> [Problem description]: Starting with the line that contains "indicate the red feather, one", set down each line through the end of the entries below, exactly and with nothing added.

> [Data lines]:

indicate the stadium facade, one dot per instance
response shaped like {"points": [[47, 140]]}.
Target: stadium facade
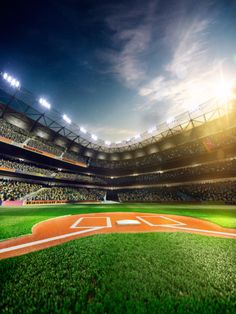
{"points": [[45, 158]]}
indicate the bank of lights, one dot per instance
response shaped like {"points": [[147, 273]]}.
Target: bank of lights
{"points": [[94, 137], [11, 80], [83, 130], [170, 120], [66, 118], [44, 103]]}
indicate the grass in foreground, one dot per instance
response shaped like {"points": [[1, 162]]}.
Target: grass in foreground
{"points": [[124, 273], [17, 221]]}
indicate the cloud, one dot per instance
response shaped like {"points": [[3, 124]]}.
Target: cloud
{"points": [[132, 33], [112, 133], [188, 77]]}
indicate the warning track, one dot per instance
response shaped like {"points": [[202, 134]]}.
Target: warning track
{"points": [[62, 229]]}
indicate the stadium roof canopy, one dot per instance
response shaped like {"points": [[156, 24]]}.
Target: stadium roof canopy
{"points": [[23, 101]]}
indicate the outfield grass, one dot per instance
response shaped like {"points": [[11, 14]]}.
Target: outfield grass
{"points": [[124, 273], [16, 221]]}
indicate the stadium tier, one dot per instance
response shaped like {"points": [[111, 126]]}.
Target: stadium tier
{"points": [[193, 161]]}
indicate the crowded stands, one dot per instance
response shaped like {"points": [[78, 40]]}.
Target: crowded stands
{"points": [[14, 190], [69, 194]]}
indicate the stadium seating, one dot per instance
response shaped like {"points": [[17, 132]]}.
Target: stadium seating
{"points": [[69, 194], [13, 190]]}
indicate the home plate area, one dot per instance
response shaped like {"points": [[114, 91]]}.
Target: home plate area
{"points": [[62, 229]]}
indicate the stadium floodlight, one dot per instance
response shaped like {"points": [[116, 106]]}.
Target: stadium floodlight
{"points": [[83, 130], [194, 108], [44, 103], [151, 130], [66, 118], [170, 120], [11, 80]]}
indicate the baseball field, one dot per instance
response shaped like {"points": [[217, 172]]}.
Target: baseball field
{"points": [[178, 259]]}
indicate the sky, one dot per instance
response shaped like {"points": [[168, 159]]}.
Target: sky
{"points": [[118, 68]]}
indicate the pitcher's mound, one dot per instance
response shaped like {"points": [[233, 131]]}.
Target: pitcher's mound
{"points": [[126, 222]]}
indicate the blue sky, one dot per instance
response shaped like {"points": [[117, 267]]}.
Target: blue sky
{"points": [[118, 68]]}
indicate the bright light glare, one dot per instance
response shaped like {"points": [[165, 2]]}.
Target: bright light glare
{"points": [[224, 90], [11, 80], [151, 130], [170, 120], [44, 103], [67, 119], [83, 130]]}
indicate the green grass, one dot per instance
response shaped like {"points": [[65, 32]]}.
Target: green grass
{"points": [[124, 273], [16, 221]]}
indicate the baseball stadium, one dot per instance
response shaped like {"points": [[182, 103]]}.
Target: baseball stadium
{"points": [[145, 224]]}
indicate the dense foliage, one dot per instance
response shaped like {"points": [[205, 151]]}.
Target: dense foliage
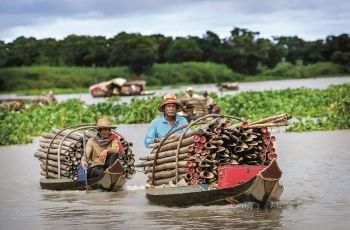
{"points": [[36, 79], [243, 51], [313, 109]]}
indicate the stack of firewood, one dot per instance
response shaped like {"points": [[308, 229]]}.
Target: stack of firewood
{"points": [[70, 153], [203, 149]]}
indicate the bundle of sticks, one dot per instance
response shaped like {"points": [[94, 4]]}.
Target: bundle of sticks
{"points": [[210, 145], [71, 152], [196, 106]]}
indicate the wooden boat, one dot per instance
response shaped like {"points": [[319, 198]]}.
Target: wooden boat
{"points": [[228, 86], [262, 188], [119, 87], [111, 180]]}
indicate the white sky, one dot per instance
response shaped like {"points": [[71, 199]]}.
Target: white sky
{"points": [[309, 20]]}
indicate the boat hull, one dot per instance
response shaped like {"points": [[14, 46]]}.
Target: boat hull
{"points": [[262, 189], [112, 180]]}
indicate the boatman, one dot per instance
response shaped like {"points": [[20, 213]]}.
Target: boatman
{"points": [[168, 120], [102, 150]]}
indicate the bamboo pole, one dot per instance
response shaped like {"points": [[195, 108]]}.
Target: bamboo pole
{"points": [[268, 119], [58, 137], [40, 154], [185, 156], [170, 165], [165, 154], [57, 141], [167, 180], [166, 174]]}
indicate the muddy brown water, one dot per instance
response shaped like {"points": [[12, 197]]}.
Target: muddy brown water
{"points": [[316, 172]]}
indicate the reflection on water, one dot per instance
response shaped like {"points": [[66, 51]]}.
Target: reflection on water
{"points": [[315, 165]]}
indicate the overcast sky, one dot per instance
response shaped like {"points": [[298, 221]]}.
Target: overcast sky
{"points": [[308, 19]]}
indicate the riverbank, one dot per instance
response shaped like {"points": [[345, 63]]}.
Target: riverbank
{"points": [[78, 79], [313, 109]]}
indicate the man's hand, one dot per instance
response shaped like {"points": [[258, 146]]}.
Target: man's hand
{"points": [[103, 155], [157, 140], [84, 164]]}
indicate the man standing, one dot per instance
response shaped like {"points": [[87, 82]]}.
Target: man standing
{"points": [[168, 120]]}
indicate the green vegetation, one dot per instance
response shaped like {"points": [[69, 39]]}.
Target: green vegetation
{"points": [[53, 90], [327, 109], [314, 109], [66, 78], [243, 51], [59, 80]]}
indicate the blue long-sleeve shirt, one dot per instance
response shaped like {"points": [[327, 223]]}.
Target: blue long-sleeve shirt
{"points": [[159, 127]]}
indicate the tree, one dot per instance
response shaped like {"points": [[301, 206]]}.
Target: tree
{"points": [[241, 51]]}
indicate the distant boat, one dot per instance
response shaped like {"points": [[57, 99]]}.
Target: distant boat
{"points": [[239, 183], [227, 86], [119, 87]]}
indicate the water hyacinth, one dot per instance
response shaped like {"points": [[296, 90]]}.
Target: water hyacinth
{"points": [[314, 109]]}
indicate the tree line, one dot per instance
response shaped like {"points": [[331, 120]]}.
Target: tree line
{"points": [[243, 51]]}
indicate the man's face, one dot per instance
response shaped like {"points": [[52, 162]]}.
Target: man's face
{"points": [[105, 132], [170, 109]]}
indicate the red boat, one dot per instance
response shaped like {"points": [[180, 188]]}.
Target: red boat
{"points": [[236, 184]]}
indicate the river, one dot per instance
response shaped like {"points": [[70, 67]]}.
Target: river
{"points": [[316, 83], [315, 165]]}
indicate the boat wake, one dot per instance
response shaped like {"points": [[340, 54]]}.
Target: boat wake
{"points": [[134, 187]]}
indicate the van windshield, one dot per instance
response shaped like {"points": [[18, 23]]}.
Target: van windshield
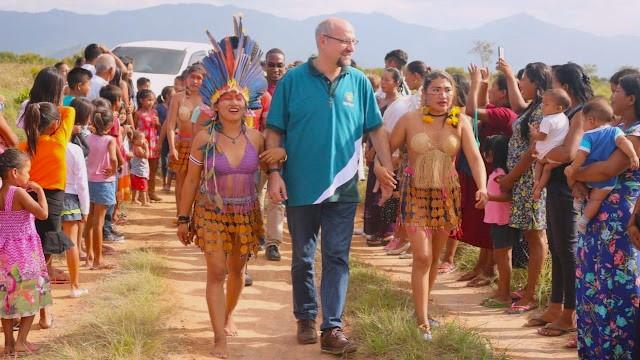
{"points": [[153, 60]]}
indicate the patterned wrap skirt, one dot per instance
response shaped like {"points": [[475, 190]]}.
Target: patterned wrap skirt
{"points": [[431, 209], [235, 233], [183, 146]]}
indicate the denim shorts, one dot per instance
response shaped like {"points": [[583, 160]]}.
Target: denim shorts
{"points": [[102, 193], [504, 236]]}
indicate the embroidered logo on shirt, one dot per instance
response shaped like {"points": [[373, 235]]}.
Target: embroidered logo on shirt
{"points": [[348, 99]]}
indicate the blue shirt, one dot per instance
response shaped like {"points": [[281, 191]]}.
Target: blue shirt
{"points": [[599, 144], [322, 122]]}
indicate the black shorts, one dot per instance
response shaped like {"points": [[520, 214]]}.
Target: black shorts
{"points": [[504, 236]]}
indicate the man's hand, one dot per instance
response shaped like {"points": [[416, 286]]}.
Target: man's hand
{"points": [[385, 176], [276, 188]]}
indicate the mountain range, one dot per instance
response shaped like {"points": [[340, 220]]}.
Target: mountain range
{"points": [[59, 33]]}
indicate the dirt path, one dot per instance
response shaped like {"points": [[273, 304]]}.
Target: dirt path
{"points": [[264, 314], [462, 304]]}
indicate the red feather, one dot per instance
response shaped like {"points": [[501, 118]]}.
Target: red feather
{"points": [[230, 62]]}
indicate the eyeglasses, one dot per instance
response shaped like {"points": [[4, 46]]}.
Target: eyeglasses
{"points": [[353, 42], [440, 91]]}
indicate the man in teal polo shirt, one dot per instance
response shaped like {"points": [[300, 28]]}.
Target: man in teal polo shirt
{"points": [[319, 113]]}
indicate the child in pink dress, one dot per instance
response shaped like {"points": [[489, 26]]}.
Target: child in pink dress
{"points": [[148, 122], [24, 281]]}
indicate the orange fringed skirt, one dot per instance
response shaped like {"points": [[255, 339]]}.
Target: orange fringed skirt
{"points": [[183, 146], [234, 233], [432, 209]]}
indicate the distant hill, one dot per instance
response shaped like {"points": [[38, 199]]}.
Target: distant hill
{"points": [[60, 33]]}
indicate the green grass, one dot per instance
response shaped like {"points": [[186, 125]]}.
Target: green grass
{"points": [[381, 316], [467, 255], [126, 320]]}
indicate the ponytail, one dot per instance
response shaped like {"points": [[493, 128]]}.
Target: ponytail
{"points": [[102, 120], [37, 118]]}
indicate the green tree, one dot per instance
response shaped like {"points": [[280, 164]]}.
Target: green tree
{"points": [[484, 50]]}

> [In response]:
indicate the red feather, one dot per instance
response shaped like {"points": [[501, 118]]}.
Target: red feather
{"points": [[230, 62]]}
indicate the eyeglasses, one dot per instance
response shaped like {"points": [[4, 46]]}.
Target: eyeglasses
{"points": [[353, 42], [440, 91]]}
indicate the man in teal polo shirt, one dot per instance
response shaped like {"points": [[300, 28]]}.
Target: man in teal polo shirt
{"points": [[319, 113]]}
indicate the child in pink dress, one dot per instance
response shaped like {"points": [[489, 26]]}.
Target: child in pink dress
{"points": [[148, 122], [24, 281]]}
indicate the orange fringed skirt, one dot per instance
response shaped like {"points": [[255, 339]]}.
Target: orange fringed skirt
{"points": [[183, 146], [234, 233], [432, 209]]}
indicate the distant hill, one dot per instance
response shaped like {"points": [[38, 199]]}.
Target: distant hill
{"points": [[60, 33]]}
indicate the green grass, one dot per instance
response shaped like {"points": [[186, 125]]}.
Target: green grass
{"points": [[381, 316], [467, 255], [126, 320]]}
indicate the ponytail, one dot per instance
response shaped like {"points": [[493, 128]]}.
Target: ponytail
{"points": [[102, 120], [37, 118]]}
indicate the green tree, one dot per instance
response shaped like {"points": [[280, 164]]}.
Target: green tree
{"points": [[484, 50]]}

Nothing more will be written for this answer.